■ ACTIVITY ■
All lines from the one containing "bicycle tire out of this pic" down to the final line of the entries below: return them exactly.

■ DATA ■

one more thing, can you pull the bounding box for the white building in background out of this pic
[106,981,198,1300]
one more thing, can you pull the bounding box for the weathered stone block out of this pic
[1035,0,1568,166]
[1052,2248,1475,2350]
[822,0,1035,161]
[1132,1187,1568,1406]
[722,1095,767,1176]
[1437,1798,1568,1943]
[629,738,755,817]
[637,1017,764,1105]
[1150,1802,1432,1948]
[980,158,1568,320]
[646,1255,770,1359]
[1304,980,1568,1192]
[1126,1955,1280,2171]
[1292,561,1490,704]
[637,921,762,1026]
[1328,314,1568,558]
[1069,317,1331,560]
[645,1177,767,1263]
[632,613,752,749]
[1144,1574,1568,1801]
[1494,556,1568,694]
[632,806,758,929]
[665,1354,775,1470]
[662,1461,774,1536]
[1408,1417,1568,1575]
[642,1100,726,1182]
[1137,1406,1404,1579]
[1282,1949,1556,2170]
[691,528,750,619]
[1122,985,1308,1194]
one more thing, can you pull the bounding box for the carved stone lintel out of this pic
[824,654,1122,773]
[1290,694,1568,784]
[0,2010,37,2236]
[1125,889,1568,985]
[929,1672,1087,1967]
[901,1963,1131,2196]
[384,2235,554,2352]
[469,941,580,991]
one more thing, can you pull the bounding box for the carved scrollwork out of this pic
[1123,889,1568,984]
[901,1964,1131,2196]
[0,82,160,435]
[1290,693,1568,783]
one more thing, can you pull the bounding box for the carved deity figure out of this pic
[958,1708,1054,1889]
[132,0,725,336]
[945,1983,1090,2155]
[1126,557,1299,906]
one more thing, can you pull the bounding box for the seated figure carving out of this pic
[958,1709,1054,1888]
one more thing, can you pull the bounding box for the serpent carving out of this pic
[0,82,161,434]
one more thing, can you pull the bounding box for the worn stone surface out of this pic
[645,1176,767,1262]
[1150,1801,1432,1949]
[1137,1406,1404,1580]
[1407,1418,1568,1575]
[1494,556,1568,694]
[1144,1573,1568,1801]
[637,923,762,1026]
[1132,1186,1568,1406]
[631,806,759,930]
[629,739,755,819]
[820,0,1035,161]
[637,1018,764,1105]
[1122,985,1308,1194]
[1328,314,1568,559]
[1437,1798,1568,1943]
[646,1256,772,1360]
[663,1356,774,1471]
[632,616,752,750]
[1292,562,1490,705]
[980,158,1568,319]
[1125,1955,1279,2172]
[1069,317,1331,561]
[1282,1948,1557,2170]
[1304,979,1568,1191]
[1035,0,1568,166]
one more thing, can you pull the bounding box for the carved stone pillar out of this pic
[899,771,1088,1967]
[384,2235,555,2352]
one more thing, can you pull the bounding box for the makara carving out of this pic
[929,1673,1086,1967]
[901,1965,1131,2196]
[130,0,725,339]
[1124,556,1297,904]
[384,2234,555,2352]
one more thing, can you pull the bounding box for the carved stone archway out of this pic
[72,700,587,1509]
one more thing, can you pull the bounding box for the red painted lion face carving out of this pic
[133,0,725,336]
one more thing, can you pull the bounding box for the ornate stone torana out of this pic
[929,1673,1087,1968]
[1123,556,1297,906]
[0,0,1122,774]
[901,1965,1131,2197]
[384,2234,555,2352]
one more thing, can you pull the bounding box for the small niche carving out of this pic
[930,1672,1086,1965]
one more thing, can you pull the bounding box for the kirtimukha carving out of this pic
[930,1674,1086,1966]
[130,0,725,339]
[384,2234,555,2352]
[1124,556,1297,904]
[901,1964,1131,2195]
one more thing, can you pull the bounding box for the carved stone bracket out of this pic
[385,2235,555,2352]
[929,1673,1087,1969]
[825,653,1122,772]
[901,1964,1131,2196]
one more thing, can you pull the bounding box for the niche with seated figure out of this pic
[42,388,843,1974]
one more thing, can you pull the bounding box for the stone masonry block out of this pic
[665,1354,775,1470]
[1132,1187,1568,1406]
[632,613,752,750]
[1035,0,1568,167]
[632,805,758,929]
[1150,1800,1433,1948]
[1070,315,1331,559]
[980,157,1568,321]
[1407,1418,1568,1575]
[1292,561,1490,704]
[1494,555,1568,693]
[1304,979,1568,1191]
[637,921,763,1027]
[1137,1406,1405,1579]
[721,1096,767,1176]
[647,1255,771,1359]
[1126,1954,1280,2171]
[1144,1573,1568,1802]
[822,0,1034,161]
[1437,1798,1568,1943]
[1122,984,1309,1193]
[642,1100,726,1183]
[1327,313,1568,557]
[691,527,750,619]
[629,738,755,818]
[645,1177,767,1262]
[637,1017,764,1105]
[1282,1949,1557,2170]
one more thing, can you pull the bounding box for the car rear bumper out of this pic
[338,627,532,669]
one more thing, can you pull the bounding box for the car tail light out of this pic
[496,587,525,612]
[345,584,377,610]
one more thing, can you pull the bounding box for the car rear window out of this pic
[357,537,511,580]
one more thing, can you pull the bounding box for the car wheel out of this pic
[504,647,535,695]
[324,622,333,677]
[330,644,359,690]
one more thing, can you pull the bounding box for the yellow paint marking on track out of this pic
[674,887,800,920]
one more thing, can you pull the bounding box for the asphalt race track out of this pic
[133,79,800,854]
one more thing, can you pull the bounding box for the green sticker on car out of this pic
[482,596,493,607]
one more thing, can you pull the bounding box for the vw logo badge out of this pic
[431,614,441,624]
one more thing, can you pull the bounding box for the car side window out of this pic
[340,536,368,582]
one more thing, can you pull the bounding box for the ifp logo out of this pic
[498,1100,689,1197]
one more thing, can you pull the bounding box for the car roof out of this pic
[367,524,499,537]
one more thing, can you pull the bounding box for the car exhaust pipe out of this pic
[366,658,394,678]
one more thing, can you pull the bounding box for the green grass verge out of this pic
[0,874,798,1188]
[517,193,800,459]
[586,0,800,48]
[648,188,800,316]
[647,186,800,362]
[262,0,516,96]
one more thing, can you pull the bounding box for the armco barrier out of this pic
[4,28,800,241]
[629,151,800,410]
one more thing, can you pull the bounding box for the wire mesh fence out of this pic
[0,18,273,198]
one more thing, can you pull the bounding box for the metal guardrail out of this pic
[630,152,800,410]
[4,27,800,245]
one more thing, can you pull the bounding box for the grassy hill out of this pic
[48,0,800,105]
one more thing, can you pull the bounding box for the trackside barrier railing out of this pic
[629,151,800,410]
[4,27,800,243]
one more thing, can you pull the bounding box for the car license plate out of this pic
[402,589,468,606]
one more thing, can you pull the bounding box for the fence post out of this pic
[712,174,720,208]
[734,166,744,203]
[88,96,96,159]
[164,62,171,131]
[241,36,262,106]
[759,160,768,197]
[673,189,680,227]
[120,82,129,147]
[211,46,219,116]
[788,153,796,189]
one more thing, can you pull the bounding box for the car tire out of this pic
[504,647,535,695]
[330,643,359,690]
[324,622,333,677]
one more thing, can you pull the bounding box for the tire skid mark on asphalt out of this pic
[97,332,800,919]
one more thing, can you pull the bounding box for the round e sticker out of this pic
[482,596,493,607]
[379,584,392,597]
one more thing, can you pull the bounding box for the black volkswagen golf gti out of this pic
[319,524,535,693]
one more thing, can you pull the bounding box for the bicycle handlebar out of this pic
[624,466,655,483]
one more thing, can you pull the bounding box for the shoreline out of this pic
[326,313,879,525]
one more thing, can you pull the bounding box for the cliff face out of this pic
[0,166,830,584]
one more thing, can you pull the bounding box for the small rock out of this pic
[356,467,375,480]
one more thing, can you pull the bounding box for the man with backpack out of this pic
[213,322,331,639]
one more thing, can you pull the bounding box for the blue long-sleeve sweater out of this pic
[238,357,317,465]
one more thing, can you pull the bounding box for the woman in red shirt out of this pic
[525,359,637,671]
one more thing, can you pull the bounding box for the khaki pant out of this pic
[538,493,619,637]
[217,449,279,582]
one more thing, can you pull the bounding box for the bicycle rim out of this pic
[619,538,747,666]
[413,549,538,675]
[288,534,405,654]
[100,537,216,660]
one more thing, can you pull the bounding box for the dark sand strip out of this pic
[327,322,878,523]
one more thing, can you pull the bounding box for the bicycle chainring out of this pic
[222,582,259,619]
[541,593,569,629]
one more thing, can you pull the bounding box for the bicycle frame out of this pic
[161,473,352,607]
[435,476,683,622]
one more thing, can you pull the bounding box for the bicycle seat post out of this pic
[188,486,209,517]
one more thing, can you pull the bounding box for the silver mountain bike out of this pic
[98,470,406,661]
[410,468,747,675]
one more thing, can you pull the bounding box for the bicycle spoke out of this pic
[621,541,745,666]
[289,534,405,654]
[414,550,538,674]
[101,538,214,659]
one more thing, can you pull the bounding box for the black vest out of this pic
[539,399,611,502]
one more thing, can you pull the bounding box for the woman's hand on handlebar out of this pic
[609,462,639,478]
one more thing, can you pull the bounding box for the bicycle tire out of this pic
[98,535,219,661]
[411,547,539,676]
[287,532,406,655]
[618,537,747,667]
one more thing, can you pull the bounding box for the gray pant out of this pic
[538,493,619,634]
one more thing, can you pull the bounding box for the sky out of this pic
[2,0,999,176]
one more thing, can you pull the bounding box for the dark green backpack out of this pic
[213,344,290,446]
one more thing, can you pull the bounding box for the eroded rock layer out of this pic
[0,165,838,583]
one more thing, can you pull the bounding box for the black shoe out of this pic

■ ANSWER SECTION ■
one more thing, can you pull the bounding box for the bicycle tire out of this pic
[98,535,219,661]
[411,547,539,676]
[287,532,406,655]
[618,537,747,667]
one more thing, can you pull the bounding box for the gray pant out of this pic
[538,493,619,634]
one more thing, can you pull the bounding box for the sky out of this pic
[2,0,999,176]
one more thing, can you pull the bounding box for the dark green backpack out of this pic
[213,344,290,446]
one more thing, can you pull the bounding box for the eroded rock layer out of this pic
[0,165,838,583]
one more thing, can you pull the bounding box for the black shoe out of this pic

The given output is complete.